TASK TO CARRY OUT: Would you quote the material below from its first line through the line containing "column 513, row 468", exactly and with both ends included?
※ ※ ※
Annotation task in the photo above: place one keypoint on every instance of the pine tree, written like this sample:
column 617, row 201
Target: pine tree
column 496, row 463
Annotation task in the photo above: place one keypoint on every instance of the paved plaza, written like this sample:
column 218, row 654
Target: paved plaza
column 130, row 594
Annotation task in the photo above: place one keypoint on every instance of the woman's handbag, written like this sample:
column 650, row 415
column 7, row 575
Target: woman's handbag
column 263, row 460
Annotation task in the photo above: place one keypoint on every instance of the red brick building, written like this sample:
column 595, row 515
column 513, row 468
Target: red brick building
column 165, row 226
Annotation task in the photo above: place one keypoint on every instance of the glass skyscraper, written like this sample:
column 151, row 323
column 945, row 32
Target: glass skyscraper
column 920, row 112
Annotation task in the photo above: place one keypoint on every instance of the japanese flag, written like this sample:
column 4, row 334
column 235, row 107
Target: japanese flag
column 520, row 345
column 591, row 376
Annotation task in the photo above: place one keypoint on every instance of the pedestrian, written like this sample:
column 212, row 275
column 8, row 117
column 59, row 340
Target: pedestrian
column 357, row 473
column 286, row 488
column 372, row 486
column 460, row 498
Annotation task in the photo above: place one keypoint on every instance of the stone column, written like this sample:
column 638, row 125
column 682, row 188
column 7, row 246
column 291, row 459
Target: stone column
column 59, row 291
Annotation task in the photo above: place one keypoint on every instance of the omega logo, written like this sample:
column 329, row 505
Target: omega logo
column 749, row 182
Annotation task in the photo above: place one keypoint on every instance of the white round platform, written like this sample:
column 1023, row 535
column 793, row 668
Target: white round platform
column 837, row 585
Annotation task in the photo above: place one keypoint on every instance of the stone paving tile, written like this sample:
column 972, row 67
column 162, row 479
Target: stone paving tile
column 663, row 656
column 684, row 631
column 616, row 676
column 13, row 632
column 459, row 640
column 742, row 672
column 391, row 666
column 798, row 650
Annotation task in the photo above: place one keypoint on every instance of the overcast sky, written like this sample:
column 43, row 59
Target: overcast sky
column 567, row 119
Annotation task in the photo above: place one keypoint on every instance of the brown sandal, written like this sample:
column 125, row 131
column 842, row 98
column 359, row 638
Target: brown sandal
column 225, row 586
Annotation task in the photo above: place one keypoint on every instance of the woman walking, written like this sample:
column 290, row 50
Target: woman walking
※ ※ ※
COMPLETED EXERCISE:
Annotation task in the photo above: place one keypoint on every instance of the pine tree, written like this sample:
column 617, row 201
Target: pine tree
column 496, row 463
Annotation task in the photo above: place one keypoint on every instance of the paved plaza, written like this sample:
column 218, row 654
Target: paved plaza
column 130, row 594
Annotation task in the photo above: place one keypoint on every instance of the woman's handbag, written like this sample:
column 650, row 415
column 7, row 575
Target: woman's handbag
column 263, row 460
Annotation task in the photo above: place one keypoint on every instance of the red brick building, written like this sample:
column 595, row 515
column 513, row 468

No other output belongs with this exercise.